::: 本文抜粋
石破 茂 です。
年始以来、朝鮮半島情勢がより不透明な状況です。平昌オリンピックを間近に控えて、北朝鮮がこれに乗じて南北融和を演出し、日米韓間の離反・デカップリングを企図していることは明白で、この状態は日本や地域の安全保障にとって決して好ましいことではありません。
韓国の思考には日本人の理解を超えたところがあり、しばらくは静観する他はないようにも思われます。
国会閉会中のわずかな時間を利用して書籍の整理をしていたら、読みたいと思いながらそのままになっていたいくつかの本を発見して改めて読み直してみたのですが、その中の一冊「なぜ朝鮮民族は日本が嫌いなのか」(杉山徹宗・光人社・2007年)はなかなか興味深いものでした。
著者は客観的な立場から朝鮮民族を批判的に論じているのですが、同時に「歴史は繰り返さないが、もし日本が日韓協約を結ぶことなく、軍事同盟者として大韓帝国を取り扱っていたならば、朝鮮民族の『恨』をこれほど受けなかったであろうこともまた事実である」「帝国主義時代における日本の植民地支配は、完全に被植民地の主権を奪うものであったから、漢民族王朝への従属以上の屈辱感を朝鮮民族に与えた」「日本人は21世紀の現在においても朝鮮民族の『恨』の感情を理解していないが、一つには日本の歴史教科書では中国の歴史ほどには隣国・朝鮮の歴史を教えていないことが原因となっている」とも述べています。
::::::
▸ **取り組む課題**:
1/ 朝鮮半島情勢についての文章で紹介されている本によれば、日本の植民地支配が漢民族王朝への従属以上の屈辱感を朝鮮民族に与えたのはなぜですか。1〜3文で説明してください。
2/ 朝鮮半島情勢についての文章で、筆者が書籍の整理をしたのはどのような時間ですか。
3/ 朝鮮半島情勢についての文章の続きを、最後の文の後から書いてください。
記録は使わなくてかまいません。
::: 記録情報
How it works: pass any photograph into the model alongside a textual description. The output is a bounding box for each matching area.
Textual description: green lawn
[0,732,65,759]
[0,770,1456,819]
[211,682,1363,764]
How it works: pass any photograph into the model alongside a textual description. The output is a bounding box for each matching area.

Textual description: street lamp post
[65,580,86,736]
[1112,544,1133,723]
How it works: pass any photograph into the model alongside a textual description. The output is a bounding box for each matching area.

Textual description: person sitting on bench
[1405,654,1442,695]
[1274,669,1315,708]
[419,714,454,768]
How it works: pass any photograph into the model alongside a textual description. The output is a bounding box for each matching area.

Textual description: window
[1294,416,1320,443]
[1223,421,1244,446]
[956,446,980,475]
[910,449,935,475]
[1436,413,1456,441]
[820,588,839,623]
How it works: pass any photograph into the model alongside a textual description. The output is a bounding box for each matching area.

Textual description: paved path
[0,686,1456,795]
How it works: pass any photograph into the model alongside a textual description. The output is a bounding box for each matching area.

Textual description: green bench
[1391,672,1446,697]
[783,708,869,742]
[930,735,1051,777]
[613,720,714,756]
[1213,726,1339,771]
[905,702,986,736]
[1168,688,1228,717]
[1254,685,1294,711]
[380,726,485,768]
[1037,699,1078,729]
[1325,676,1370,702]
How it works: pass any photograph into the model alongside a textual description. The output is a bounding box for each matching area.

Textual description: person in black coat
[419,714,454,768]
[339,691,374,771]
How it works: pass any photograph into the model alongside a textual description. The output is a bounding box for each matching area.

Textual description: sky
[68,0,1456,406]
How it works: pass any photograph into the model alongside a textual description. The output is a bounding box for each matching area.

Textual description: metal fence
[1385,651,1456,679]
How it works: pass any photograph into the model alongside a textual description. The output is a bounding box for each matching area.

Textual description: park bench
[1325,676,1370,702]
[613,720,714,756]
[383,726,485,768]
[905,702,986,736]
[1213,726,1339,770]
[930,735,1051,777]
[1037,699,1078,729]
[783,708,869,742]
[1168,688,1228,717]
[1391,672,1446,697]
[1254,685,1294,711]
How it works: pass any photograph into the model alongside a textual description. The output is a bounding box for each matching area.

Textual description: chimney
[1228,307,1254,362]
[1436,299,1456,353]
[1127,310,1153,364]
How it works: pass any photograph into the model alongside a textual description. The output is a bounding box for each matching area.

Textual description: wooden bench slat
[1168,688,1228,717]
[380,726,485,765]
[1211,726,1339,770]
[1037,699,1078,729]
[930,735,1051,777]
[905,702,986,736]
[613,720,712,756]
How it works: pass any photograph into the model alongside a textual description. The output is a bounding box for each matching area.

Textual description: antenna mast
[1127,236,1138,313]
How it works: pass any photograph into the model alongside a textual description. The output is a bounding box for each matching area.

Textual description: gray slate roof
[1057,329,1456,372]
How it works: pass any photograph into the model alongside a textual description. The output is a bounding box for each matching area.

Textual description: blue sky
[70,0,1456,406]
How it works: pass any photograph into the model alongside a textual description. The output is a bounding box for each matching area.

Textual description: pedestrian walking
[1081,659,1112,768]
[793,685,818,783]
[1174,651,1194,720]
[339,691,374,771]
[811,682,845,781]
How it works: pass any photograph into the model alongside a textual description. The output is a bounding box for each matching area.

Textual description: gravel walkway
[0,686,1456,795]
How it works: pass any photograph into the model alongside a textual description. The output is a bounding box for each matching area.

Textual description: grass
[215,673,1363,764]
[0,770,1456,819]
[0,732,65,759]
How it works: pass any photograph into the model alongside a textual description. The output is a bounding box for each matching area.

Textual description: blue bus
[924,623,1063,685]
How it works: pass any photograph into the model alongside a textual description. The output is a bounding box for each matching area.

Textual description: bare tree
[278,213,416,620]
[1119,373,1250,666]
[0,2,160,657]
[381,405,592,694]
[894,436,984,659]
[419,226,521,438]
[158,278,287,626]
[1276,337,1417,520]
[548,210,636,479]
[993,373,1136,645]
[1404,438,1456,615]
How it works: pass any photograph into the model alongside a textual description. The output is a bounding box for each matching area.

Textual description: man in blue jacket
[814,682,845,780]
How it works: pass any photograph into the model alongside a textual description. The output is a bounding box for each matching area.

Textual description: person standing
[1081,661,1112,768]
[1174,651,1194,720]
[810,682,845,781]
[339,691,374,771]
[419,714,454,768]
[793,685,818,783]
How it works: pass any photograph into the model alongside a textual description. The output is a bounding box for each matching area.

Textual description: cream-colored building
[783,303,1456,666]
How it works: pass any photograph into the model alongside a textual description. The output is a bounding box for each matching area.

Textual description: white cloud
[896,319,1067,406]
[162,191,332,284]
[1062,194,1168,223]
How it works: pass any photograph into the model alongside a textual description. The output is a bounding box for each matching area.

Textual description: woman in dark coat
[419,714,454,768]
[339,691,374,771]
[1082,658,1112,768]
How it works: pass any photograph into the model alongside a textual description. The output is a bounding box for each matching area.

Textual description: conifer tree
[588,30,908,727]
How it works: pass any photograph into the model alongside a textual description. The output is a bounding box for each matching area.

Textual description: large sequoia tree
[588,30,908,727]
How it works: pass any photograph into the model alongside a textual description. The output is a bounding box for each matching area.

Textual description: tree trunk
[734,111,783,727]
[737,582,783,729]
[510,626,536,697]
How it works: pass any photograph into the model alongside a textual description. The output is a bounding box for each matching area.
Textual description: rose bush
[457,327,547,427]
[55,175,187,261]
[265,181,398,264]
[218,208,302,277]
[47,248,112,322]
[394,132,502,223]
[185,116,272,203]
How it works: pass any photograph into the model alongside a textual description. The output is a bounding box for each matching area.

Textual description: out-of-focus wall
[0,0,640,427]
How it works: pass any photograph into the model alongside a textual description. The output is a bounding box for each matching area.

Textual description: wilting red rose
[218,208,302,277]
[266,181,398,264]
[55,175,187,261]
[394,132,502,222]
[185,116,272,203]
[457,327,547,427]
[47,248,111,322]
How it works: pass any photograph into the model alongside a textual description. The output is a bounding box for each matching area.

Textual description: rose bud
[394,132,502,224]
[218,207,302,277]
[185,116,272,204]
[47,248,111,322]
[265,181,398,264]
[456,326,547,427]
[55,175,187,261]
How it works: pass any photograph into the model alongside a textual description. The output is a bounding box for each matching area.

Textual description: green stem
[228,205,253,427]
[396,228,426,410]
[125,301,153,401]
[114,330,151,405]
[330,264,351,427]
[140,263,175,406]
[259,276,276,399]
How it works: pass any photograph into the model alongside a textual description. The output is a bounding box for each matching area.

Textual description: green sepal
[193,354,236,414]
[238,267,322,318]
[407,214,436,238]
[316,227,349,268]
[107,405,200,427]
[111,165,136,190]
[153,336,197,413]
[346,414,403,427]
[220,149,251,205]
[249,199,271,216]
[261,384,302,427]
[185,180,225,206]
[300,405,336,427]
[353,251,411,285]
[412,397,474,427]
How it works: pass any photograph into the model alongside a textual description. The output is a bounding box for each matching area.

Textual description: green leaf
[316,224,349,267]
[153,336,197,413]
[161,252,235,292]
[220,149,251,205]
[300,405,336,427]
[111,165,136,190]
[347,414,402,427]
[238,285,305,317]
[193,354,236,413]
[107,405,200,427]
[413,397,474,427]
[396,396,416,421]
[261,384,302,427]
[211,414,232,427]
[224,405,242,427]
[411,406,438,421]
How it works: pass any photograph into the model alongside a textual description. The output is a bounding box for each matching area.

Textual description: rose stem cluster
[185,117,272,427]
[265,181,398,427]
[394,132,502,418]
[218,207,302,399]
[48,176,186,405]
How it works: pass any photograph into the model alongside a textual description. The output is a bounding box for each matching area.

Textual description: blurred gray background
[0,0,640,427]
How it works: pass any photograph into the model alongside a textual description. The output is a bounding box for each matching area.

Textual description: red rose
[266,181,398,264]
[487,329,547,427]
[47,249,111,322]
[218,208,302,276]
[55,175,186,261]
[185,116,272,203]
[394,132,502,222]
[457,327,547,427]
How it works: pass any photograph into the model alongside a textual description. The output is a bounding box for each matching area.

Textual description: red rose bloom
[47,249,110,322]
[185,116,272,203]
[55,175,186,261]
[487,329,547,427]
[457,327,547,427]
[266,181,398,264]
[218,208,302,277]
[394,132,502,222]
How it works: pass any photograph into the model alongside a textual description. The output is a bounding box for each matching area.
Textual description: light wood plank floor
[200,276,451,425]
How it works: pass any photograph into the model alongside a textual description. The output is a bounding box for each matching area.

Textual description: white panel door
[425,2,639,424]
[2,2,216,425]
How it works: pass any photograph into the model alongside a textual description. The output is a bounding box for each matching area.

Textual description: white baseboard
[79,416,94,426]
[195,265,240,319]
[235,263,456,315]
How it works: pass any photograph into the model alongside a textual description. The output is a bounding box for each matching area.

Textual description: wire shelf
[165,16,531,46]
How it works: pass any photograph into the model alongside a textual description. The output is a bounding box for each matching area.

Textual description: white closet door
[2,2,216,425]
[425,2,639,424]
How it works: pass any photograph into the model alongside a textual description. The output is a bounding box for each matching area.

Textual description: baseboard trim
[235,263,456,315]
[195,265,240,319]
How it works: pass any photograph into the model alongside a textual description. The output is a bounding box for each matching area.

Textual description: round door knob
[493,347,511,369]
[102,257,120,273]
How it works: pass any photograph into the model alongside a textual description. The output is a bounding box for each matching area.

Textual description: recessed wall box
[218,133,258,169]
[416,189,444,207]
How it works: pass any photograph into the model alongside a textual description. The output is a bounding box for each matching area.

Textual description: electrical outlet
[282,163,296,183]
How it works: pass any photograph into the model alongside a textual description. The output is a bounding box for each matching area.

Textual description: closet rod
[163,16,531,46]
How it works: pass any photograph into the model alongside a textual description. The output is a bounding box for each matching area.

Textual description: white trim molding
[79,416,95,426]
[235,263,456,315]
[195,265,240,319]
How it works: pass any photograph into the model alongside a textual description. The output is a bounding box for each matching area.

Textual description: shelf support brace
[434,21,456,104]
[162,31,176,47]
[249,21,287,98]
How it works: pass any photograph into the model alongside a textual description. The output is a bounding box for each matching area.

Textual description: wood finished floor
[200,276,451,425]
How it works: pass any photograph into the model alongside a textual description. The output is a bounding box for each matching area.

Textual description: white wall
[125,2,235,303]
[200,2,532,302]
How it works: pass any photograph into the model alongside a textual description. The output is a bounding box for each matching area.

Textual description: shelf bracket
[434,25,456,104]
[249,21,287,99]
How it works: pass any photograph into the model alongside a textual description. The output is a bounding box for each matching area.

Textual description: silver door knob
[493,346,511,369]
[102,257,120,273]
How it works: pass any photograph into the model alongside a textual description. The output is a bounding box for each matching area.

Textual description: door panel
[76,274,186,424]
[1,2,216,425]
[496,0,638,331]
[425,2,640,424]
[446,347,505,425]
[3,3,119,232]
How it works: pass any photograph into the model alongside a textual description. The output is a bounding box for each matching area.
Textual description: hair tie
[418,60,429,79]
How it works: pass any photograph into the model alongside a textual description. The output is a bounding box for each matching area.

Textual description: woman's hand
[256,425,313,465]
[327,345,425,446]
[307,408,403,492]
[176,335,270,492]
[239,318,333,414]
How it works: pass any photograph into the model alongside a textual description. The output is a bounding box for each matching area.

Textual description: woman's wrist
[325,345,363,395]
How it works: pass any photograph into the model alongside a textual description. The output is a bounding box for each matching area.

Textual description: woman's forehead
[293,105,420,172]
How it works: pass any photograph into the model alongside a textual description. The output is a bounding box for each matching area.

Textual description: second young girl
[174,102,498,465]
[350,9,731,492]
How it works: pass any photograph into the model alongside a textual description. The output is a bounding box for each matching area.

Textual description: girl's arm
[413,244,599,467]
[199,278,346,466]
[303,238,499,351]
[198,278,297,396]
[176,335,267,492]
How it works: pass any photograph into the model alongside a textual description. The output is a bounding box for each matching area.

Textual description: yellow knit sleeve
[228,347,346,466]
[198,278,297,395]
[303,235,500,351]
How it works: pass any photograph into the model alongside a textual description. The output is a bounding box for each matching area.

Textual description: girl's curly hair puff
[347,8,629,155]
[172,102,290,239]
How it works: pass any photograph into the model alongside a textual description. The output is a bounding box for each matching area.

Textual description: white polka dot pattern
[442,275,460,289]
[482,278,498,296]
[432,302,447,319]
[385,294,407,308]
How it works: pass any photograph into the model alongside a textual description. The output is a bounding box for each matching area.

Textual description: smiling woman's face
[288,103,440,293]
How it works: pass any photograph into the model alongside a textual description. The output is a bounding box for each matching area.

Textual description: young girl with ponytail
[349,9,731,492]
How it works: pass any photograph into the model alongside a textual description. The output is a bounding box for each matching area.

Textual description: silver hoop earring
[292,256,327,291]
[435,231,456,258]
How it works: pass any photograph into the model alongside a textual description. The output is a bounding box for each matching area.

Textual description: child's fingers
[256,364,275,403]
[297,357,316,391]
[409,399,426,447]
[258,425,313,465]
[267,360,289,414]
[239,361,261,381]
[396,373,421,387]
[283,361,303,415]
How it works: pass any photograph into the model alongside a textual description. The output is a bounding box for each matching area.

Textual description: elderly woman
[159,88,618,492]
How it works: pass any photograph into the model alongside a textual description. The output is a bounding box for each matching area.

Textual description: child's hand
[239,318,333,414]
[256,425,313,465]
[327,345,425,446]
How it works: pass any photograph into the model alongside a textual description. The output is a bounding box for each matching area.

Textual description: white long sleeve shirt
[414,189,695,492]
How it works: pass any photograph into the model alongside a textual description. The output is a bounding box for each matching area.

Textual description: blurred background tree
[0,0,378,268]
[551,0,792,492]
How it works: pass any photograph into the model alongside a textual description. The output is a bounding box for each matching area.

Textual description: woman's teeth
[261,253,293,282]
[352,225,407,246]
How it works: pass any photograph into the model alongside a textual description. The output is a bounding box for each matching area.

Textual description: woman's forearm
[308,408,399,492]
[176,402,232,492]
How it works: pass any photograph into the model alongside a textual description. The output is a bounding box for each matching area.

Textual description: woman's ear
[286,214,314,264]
::::::
▸ **課題の解答**:
1/ 帝国主義時代における日本の植民地支配は、被植民地の主権を完全に奪うものだったからです。

2/ 国会閉会中のわずかな時間です。

3/
「韓国は日本を理解していない」のは確かですが、「日本も韓国を理解していない」のもまた事実であって、日本外交のクオリティを高め、より国際社会での発言力を強化するためにも、朝鮮半島の歴史を学ぶ必要性を改めて感じさせられたことでした。北朝鮮については「中朝関係の実像」(村井友秀・日本戦略研究フォーラム季報・2018年75号)から多くの示唆を得ました。
防衛庁長官在任中、出張先のシンガポールでリー・クアン・ユー上級相(元首相)と会談した際、一通りの話が終わった後「ところで貴兄は日本のシンガポール占領時代を知っているか」と問われて返答に窮したことをよく覚えています。過去の歴史を真摯に(そしてあくまでも公正・客観的に)学ぶことは、未来のために必要不可欠なことだと思っています。日本のシンガポール占領時代については「日本のシンガポール占領 証言『昭南島』の三年半」(シンガポールヘリテージソサエティ 2007年)がいまのところ手に入る資料のようです。
今週は、各種の新年会が多くあったことに加えて、昨日急遽沖縄県南城市の市長選挙応援日程が飛び込んできたため、落ち着いて当欄を記す時間がありませんでした。ご容赦くださいませ。
週末は1月20日土曜日が滋賀県議会・奥村芳正議長の新春感謝の集いにて挨拶(午前11時・草津エストピアホテル)、日本青年会議所2018年度京都会議にて講演(午後3時45分・京都国際会館)の予定です。
皆様ご健勝にてお過ごしください。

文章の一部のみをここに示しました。